* _To-do list_
A. The 10-K/A excerpt cautions that the data in its discussion and analysis section may not be comparable to earlier Annual Reports. Explain why, using the reason the excerpt gives.
B. Continue the excerpt on the stock option restatement, picking up after its final sentence.

* _Quoted text_
□ □ □
We make forward-looking statements in this report and in other reports and proxy statements that we file with the SEC. In addition, our senior management might make forward-looking statements. Broadly speaking, forward-looking statements include:

Forward-looking statements discuss matters that are not historical facts. Because they discuss future events or conditions, forward-looking statements often include words such as "anticipate," "believe," "estimate," "expect," "intend," "plan," "project," "target," "can," "could," "may," "should," "will," "would," or similar expressions. Do not unduly rely on forward-looking statements. They give our expectations and are not guarantees. Forward-looking statements speak as of only the date they are made, and we might not update them to reflect changes that occur after the date they are made.

There are many factors—many beyond our control—that could cause results to differ significantly from our expectations. Some of these factors are described in "Item 1A. Risk Factors" of this report.

The discussion and analysis set forth below has been amended to reflect the restatement as described in the Explanatory Note on page 2 and in Note 2 of the notes to consolidated financial statements, included in Item 8, Financial Statements and Supplementary Data, of this Form 10-K/A. The discussion and analysis has been solely restated to reflect the recognition of additional non-cash stock based compensation costs and related income tax effects as a direct result of the findings of the Special Committee. Our business and associated risks have changed since the date of the Original Filing. For this reason the data set forth in this section may not be comparable to discussions and data in our previously filed Annual Reports.

Restatement of Consolidated Financial Statements

On June 12, 2006, we announced that a committee of independent directors of the Board of Directors (the "Special Committee") assisted by independent legal counsel and outside accounting experts was conducting an independent investigation to review our historical stock option grant practices and related accounting. The Special Committee and their advisors conducted an extensive review of our historical stock option grants and related accounting, including an assessment and review of our accounting policies, internal records, supporting documentation and e-mail communications, as well as interviews with current and former employees and current and former members of our executive management and Board of Directors.

On July 26, 2006, we announced that although the Special Committee investigation had not yet reached a conclusion, we cautioned shareholders and the investing public against relying on our previously published financial statements. On October 25, 2006, we announced that our Audit Committee, after consultation with senior management, the Special Committee and our independent registered public accounting firm, determined that the consolidated financial statements and related financial information contained in our Annual Reports on Form 10-K through December 31, 2005 should no longer be relied upon.
□ □ □
(Raw records)

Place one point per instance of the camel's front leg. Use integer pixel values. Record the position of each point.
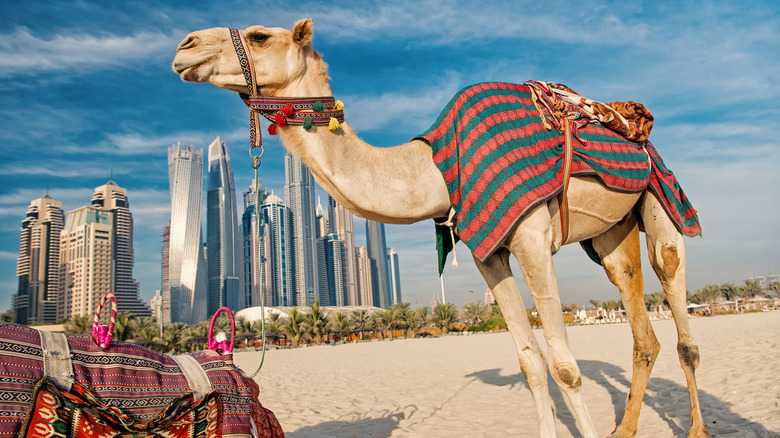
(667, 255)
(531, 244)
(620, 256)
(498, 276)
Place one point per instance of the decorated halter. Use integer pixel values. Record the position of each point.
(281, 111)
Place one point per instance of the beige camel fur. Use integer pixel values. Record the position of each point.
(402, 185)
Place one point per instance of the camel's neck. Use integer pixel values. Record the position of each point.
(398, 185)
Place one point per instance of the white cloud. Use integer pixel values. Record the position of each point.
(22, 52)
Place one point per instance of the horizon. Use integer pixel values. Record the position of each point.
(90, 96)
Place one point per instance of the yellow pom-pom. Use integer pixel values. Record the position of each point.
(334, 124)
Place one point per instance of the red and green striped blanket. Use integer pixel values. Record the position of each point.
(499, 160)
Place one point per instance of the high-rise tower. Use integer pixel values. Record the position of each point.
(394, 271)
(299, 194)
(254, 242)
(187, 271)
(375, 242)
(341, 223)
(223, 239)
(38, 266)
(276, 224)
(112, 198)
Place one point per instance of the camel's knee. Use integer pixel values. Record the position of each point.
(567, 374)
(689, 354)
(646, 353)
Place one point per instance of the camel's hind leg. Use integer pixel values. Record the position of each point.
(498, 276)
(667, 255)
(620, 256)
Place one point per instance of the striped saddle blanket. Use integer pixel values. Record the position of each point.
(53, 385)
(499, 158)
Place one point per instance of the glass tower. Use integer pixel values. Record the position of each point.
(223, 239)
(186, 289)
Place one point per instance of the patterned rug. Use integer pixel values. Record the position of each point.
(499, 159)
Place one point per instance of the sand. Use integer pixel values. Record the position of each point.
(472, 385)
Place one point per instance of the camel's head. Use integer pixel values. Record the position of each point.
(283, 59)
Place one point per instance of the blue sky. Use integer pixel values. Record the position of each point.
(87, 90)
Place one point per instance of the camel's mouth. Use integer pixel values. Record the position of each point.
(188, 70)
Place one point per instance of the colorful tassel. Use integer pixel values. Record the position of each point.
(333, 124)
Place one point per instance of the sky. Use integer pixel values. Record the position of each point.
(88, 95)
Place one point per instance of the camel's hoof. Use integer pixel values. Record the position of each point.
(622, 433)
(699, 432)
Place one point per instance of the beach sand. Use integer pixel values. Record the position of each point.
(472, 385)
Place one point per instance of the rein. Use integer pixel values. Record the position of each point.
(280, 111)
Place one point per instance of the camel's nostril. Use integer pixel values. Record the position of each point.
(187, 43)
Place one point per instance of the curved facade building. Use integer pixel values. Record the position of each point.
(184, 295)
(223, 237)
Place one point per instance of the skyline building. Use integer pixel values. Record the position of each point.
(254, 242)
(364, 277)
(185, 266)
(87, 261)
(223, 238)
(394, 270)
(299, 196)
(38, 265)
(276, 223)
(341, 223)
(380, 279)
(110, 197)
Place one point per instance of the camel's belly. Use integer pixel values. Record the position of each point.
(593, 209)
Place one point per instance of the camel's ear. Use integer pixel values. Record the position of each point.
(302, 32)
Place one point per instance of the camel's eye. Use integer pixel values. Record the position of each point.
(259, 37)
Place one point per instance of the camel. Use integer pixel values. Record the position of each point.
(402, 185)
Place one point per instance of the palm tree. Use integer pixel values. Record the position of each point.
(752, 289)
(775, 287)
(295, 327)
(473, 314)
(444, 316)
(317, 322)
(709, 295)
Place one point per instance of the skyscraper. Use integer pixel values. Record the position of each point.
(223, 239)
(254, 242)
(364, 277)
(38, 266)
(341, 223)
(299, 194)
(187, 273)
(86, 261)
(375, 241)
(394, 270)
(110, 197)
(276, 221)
□ □ □
* _Task-by-task answers_
A. The business and its associated risks have changed since the date of the Original Filing. For that reason, the data in this section may not be comparable to the discussions and data in the previously filed Annual Reports.

B.
30



The Special Committee has determined that the exercise price of a substantial number of stock option grants during the periods between 1997 through March 31, 2003 differed from the fair market value of the underlying shares on the measurement date. In most cases, the original date assigned to the grant corresponded to the date as of which a unanimous written consent ("UWC") was executed by the members of the Compensation Committee of our Board of Directors, but the date of that consent did not correspond to the actual date on which the identities of the individual optionees and the number of shares underlying each option was determined. The Company believes that the dates as of which the UWC's were dated were earlier than the dates on which they were actually executed. In a significant number of instances, the stock price on the assigned date (the date as of which the UWC was executed) was lower, sometimes substantially lower, than the price on the date the award may be deemed to have actually been determined. We believe that this practice was done intentionally, by persons formerly in positions of responsibility at the Company for the purpose of issuing options at a higher intrinsic value than would have otherwise been the case.

In connection with the findings of the Special Committee, we recorded a cumulative after-tax adjustment of $271.9 million, net of a $67.7 million tax benefit through December 31, 2005. The cumulative after-tax impact of the adjustments through December 31, 2002 was $221.4 million and has been reflected as a prior period adjustment to arrive at our ending retained deficit on December 31, 2003.

The following table summarizes the impact of the non-cash stock based compensation adjustments and related income tax effects on our previously reported net income (loss):

 
  (As previously reported)
Net income (loss)

  Pre-tax
adjustments

  Income tax
benefit

  (As restated)
Net income (loss)

 
 
 
 
(in thousands)
   
   
   
   
 
Year Ended December 31, 1997   $ 61,302   $ (9,461 ) $ 2,280   $ 54,121  
Year Ended December 31, 1998     46,218     (7,086 )   1,767     40,899  
Year Ended December 31, 1999     8,158     (42,916 )   8,863     (25,895 )
Year Ended December 31, 2000     50,863     (79,348 )   15,061     (13,424 )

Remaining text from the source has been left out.